>> START Stored data

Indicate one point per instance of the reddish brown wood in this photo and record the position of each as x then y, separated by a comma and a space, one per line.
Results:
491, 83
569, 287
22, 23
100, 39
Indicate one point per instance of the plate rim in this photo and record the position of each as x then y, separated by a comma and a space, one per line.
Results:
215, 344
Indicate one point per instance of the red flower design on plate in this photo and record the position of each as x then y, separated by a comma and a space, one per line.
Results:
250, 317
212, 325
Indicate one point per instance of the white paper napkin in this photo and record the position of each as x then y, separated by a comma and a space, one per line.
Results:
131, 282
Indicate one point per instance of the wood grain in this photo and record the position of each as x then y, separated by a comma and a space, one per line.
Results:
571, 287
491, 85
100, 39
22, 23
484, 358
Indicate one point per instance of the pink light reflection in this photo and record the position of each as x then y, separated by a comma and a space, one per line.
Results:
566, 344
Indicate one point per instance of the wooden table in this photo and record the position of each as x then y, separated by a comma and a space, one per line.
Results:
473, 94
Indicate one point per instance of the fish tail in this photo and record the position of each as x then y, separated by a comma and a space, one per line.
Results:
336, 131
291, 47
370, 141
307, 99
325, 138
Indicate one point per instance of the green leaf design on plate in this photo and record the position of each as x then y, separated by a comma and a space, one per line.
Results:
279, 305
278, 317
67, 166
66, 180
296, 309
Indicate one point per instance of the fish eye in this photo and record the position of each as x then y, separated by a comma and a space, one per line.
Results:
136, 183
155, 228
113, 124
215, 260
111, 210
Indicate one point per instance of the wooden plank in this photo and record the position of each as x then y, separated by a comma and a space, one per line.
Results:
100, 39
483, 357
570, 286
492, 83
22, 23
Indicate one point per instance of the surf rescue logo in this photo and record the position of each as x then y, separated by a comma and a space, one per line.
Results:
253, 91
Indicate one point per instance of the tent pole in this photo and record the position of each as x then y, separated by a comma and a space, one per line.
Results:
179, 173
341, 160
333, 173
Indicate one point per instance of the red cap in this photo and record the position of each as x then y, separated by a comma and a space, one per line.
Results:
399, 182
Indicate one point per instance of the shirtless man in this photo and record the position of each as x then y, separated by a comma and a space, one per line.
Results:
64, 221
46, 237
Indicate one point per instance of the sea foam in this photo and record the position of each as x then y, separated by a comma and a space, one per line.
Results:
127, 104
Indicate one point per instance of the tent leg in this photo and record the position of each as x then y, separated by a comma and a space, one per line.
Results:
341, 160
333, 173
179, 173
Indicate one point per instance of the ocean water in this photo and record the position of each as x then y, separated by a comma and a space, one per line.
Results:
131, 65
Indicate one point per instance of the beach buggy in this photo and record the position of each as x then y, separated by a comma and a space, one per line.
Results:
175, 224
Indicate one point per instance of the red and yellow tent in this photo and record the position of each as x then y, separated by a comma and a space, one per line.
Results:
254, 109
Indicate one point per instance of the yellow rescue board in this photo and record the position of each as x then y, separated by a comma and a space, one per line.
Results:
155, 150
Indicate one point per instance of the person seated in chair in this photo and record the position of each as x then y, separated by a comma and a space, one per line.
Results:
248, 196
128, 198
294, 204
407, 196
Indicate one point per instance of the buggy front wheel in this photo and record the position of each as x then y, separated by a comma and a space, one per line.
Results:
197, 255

>> END Stored data
>> START Stored data

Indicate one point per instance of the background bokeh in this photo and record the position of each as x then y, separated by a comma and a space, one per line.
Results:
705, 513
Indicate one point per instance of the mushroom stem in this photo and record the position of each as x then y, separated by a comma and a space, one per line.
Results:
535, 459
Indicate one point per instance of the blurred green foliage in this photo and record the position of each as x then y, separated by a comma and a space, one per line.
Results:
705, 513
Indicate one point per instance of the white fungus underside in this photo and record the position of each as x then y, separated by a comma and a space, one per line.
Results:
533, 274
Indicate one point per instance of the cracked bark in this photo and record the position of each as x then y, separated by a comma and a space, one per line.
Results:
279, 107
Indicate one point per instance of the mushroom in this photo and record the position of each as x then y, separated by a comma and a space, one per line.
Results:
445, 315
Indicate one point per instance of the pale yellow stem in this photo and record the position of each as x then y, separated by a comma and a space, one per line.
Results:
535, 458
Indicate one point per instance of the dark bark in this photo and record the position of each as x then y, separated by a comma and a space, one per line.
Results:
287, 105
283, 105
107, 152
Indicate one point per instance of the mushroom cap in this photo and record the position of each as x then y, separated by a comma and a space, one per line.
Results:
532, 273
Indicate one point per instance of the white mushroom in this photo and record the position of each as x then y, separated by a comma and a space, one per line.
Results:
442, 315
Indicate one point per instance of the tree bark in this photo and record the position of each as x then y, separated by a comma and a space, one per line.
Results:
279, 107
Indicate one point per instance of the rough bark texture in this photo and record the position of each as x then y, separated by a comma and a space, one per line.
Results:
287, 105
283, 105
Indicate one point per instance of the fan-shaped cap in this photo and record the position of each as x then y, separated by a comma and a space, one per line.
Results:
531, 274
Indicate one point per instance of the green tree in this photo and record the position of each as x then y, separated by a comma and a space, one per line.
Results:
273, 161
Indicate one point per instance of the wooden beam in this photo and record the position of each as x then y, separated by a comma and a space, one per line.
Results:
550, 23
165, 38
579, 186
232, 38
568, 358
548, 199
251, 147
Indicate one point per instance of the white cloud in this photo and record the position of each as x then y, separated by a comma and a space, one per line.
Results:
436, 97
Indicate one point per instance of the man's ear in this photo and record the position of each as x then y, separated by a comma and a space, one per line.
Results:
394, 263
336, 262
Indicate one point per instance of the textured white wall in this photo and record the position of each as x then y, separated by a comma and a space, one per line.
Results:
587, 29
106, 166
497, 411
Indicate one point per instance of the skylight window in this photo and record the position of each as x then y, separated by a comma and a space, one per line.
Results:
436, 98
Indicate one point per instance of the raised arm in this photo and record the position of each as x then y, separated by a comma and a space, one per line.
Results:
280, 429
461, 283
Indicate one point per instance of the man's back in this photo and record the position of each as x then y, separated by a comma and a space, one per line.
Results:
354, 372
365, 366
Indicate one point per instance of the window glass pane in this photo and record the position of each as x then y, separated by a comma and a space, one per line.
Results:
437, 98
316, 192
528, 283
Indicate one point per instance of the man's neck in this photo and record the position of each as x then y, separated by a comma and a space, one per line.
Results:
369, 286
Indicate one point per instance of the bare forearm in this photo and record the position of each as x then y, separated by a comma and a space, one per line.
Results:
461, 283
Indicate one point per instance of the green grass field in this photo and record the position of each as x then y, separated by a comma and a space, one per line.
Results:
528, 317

>> END Stored data

▸ Goal: Gather every line of the data above that contains the string "design", treating uppercase and lowercase as distinct.

▸ Problem solution:
Indicate one point per instance of the red flower design on plate in this photo and record the position of each as x then y, separated by a comma and a space, one per line.
Indicate one point per instance of the green leaf design on plate in this photo and record the position of each as x then y, separated by a comma and a space, one per line.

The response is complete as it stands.